May 16, 2007

Time to break some promises..just like politicians do with taxpayers

Controller: State faces up to $47 billion bill on health benefits

Monday, May 7, 2007

California may have to come up with an extra $47.9 billion over the next 30 years to cover health and dental benefits for its retirees and current state employees, Controller John Chiang said Monday.

But Chiang said the state could cut that bill to about $31.3 billion if it dropped its pay-as-you-go approach, invested about $1 billion a year to help cover future retiree health costs and used the earnings to ease the impact on the state budget.

"Our actuarial report shows that, annually, if we continue on the pay-as-you-go basis, we will accrue a liability of $3.59 billion a year," Chiang said in remarks prepared for a speech to the Sacramento Press Club. "But if we fully pre-fund and put that money into a trust fund, we'll only need $2.59 billion a year (from the budget) to cover this liability."

The state has been paying less than $1.4 billion a year for health benefits, raising the specter of a large unfunded liability in the future, Chiang said.

An order issued by the federal government in 2004 requires states to spell out how much they'll have to pay in non-pension retirement benefits.

[Referring expression data]

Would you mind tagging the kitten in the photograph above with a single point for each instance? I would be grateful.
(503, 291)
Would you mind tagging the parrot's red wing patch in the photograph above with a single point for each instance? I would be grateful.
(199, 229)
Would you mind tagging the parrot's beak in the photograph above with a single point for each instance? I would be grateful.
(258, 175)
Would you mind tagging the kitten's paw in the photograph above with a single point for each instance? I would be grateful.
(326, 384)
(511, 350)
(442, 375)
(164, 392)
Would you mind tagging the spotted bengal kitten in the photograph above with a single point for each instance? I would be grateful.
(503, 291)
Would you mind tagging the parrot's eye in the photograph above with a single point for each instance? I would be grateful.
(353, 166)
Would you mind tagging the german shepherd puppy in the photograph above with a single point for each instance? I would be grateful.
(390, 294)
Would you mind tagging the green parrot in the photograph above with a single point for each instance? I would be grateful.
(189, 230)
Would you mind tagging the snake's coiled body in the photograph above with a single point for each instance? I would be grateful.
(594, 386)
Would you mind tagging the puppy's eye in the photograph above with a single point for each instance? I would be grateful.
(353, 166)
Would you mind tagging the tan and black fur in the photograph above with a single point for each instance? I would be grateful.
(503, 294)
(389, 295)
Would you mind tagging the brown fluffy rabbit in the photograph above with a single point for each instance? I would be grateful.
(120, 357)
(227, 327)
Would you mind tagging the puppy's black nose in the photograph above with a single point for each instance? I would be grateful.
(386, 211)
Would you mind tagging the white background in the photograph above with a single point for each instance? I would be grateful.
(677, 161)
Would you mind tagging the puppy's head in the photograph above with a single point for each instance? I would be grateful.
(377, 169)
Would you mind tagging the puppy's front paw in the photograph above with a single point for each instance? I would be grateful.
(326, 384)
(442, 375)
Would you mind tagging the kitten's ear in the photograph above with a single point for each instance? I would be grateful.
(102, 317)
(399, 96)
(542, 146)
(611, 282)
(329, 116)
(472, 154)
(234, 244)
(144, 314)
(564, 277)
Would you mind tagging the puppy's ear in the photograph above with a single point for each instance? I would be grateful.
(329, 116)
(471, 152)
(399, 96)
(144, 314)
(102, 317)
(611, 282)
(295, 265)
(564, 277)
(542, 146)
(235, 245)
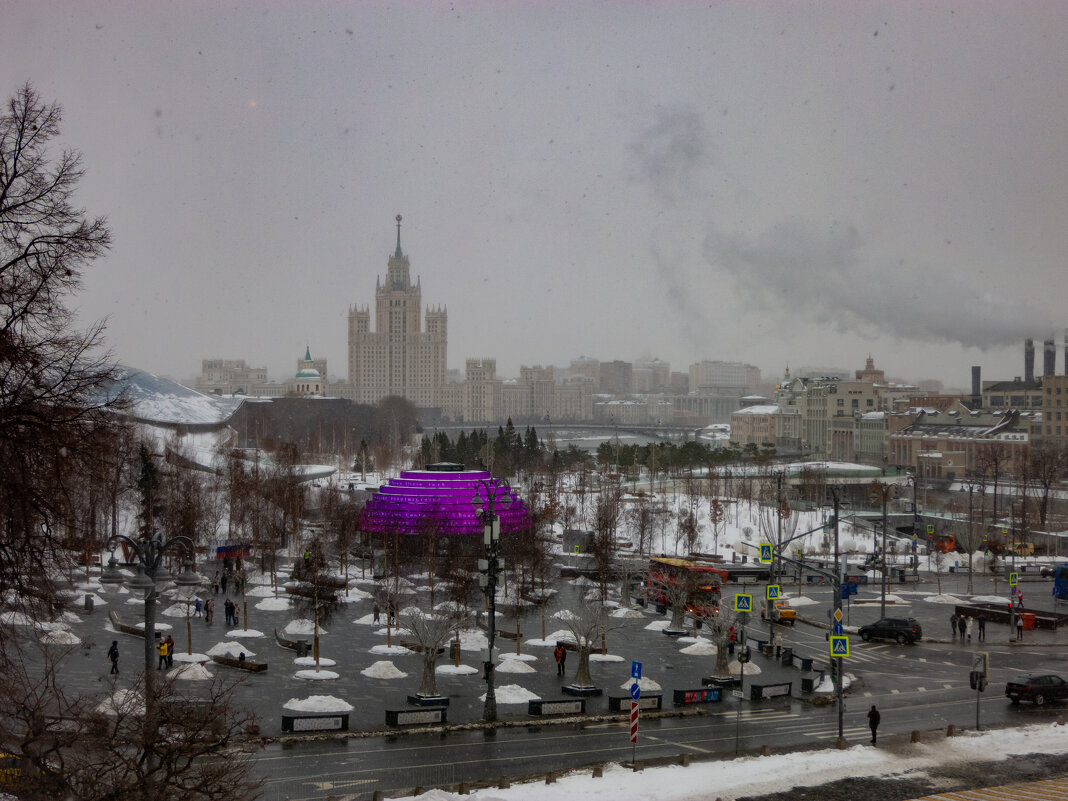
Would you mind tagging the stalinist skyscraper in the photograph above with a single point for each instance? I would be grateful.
(396, 358)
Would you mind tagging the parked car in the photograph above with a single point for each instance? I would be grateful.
(900, 629)
(1037, 689)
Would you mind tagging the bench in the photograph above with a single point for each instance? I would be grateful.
(314, 721)
(565, 706)
(622, 703)
(758, 692)
(704, 695)
(245, 664)
(425, 716)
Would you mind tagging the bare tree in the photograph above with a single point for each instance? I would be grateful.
(432, 631)
(56, 379)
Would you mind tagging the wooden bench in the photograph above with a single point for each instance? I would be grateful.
(564, 706)
(704, 695)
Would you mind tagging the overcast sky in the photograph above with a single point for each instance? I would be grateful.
(765, 182)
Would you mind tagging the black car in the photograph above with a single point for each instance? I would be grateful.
(1037, 689)
(901, 629)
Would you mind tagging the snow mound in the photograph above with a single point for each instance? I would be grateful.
(514, 665)
(318, 704)
(456, 670)
(383, 670)
(273, 605)
(302, 626)
(248, 633)
(512, 694)
(59, 637)
(230, 649)
(316, 675)
(190, 672)
(606, 658)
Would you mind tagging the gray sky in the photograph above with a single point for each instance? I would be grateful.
(766, 182)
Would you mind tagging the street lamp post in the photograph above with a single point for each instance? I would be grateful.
(485, 503)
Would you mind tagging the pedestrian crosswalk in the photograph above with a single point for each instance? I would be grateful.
(1048, 789)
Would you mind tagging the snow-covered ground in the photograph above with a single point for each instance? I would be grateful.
(758, 775)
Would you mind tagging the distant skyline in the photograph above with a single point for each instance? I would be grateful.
(771, 182)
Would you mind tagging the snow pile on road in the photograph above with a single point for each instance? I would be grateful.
(230, 649)
(514, 665)
(318, 704)
(302, 626)
(512, 694)
(383, 670)
(190, 672)
(454, 670)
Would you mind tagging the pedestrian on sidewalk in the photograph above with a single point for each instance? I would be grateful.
(874, 719)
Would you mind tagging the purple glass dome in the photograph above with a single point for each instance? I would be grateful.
(451, 498)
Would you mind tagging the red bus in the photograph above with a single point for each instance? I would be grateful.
(702, 583)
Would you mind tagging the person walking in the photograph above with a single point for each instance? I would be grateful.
(874, 719)
(561, 654)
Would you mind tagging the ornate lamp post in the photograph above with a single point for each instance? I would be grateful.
(151, 579)
(485, 502)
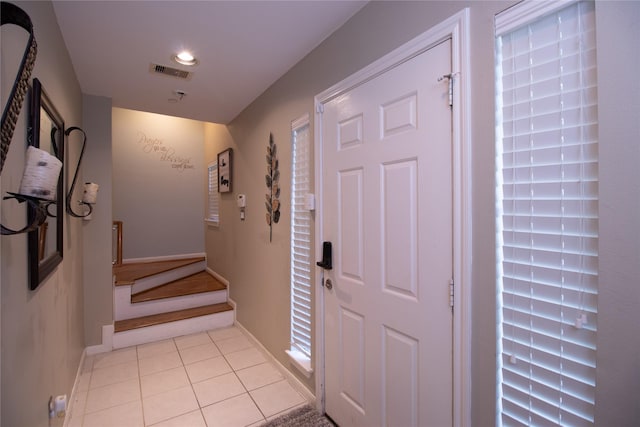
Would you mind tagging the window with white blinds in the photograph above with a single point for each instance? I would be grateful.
(213, 207)
(300, 239)
(547, 174)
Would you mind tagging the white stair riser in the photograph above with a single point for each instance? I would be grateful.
(168, 276)
(173, 329)
(125, 309)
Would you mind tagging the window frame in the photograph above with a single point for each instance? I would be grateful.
(574, 320)
(213, 209)
(301, 265)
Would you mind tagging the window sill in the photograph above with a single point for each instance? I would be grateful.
(300, 361)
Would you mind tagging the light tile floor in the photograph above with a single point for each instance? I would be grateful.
(215, 378)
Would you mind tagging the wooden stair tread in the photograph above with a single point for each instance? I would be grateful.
(195, 284)
(157, 319)
(126, 274)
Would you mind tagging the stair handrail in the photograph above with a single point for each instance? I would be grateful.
(117, 227)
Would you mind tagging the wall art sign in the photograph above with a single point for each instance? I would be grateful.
(165, 152)
(224, 171)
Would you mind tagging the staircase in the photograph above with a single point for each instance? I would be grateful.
(164, 299)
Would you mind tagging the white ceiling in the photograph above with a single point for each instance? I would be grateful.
(242, 47)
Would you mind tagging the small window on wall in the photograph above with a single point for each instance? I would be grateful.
(213, 207)
(300, 350)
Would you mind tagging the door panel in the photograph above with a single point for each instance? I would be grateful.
(387, 206)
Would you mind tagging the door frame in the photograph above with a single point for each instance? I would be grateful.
(457, 29)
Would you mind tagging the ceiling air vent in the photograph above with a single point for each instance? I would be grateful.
(168, 71)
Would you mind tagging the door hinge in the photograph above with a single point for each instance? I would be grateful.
(451, 293)
(449, 78)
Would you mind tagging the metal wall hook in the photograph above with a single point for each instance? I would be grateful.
(34, 221)
(75, 177)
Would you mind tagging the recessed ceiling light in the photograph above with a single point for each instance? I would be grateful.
(185, 58)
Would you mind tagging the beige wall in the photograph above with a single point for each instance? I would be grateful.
(258, 270)
(97, 164)
(42, 330)
(618, 339)
(157, 183)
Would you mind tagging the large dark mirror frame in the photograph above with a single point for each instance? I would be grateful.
(46, 131)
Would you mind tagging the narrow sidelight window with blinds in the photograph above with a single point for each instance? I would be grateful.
(300, 240)
(547, 213)
(213, 208)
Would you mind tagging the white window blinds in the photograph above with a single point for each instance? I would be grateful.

DIRECTIONS -
**a.** In the article on California's retiree health benefits, how much has the state been paying each year for health benefits?
**b.** Write the next part of the article on California's retiree health benefits, picking up after its final sentence.

ANSWERS BY ITEM NUMBER -
**a.** Less than $1.4 billion a year.

**b.**
Chiang said he was releasing his findings nearly two years before the federal deadline to give the state time to come up with a "responsible plan to honor our promises to state employees and protect future budgets."

"We cannot continue to defer these costs to the next generation of Californians," he added.

The pre-funding approach he recommends is the same one used by the state to pay pensions. He also said the state should look for ways to control its health-care costs.

State Finance Director Mike Genest said Gov. Arnold Schwarzenegger appointed a 12-member commission last year to propose ways to deal with state public pensions and retiree health benefits.

"As the governor has said, we have to find the best way to meet these obligations without harming other government programs and taxpayers or handing the problem off to future generations," Genest said.